**Activity**
Please take the records that follow and repeat exactly the lines starting with the line with "task: segment each instance of the <item>yellow" and going on through the line with "task: segment each instance of the <item>white".
** Opening Provided records block **
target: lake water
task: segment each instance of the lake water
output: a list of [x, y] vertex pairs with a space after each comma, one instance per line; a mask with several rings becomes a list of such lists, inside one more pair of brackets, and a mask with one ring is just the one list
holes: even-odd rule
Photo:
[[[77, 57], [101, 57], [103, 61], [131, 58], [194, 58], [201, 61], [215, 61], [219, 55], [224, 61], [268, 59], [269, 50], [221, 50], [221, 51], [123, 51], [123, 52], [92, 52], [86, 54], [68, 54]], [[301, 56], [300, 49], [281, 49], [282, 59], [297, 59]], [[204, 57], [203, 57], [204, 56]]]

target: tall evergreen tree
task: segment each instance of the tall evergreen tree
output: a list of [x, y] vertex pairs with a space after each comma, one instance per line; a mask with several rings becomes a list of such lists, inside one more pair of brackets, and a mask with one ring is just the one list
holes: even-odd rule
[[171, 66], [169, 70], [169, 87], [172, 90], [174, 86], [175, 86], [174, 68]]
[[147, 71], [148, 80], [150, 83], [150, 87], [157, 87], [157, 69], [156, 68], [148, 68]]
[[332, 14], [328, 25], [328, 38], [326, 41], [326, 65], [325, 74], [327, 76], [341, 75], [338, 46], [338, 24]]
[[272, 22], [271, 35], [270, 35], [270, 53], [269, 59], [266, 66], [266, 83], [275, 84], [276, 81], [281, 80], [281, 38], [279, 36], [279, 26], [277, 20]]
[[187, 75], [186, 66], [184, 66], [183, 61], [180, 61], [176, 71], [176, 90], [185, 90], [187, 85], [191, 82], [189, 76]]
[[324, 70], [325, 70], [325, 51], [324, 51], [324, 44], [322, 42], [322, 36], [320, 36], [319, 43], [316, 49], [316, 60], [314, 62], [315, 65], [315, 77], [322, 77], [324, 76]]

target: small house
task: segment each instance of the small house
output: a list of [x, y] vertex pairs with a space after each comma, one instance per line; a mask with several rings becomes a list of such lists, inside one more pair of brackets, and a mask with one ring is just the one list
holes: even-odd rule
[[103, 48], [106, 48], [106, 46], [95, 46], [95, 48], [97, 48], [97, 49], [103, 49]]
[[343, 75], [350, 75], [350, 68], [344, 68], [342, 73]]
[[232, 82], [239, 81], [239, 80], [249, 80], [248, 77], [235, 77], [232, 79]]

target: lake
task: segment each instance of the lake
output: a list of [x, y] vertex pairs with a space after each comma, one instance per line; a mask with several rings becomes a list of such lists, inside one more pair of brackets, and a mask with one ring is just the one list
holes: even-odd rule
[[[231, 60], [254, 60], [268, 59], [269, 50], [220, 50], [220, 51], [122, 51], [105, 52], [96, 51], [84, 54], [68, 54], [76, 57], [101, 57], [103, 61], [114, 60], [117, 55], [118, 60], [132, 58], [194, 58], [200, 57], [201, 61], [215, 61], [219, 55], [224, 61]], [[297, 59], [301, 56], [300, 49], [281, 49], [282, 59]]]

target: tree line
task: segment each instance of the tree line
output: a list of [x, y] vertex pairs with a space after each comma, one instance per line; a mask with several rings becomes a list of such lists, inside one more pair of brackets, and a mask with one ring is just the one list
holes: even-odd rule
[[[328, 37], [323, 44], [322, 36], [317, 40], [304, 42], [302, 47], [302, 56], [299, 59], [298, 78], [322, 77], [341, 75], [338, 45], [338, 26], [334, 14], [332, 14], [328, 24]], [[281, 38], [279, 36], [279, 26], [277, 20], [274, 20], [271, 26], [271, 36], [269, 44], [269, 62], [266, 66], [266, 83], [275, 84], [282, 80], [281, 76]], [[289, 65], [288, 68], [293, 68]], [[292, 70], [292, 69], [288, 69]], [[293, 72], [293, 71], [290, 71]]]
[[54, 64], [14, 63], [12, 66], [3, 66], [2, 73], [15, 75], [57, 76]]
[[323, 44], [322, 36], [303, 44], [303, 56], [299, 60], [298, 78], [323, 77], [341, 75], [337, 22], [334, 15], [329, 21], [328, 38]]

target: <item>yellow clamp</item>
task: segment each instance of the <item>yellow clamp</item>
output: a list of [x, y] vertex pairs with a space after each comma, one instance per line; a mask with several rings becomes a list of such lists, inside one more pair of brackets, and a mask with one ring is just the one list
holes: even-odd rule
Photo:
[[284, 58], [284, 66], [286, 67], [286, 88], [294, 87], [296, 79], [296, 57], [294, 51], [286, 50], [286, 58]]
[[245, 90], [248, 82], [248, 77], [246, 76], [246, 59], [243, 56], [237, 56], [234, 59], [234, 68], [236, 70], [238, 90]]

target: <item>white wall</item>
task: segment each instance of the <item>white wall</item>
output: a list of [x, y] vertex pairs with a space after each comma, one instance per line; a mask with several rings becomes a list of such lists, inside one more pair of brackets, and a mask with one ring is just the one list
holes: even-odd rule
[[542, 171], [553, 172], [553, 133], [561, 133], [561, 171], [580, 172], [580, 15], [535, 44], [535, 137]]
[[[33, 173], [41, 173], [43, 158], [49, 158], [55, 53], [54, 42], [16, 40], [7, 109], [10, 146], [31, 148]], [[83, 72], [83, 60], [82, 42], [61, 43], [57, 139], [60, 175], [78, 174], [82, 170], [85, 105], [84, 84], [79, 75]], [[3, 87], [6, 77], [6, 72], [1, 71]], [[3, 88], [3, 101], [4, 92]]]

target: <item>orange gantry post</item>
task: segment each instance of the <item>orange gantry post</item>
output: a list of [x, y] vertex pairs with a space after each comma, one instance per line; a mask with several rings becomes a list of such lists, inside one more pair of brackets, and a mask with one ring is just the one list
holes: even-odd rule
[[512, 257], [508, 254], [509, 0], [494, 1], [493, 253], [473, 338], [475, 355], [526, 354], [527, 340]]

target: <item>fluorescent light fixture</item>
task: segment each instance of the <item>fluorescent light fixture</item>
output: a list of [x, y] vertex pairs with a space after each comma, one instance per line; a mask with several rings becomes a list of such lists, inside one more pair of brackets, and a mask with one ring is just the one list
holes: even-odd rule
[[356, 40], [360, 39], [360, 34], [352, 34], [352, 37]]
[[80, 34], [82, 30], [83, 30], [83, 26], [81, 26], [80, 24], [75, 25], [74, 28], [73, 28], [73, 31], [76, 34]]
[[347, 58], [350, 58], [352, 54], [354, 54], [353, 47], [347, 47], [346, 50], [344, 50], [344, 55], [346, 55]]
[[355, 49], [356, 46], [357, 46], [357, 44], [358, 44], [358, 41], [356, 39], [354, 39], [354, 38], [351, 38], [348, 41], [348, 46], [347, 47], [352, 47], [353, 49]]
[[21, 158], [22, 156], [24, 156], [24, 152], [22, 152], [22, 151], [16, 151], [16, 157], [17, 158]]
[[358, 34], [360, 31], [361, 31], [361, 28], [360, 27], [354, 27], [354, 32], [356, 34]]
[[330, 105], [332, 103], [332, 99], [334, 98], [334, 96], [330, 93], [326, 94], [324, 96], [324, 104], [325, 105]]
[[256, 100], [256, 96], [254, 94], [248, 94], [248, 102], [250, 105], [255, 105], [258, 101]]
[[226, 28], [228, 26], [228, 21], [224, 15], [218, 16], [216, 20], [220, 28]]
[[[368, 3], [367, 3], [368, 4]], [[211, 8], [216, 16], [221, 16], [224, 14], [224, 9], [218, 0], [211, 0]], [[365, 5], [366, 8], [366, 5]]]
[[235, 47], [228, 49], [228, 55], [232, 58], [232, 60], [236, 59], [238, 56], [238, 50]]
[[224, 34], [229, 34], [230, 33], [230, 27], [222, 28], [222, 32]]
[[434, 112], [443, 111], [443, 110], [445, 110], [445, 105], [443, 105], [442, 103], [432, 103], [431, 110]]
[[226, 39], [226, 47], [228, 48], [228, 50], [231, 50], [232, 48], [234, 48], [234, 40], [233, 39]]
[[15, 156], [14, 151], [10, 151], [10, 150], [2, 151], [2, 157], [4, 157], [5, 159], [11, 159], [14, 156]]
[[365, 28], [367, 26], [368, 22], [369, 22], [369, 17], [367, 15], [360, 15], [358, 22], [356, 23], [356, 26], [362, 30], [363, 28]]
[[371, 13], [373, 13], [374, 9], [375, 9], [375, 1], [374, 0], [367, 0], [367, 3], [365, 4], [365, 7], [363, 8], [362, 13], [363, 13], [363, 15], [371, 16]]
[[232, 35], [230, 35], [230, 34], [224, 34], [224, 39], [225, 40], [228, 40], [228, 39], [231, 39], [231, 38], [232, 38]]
** Closing Provided records block **
**Reply to the exercise**
task: segment each instance of the <item>yellow clamp</item>
output: a list of [x, y] vertex pairs with a space after each comma, one instance per line; a mask with several rings becomes a list of such lists, inside one more pair of brackets, and a mask with one ring is just the one list
holes: even-odd rule
Photo:
[[284, 58], [284, 66], [286, 67], [286, 88], [294, 87], [296, 79], [296, 57], [294, 51], [286, 50], [286, 58]]
[[245, 90], [248, 82], [248, 77], [246, 76], [246, 59], [243, 56], [237, 56], [234, 59], [234, 68], [236, 70], [238, 90]]

target: <item>white wall</item>
task: segment each instance of the <item>white wall</item>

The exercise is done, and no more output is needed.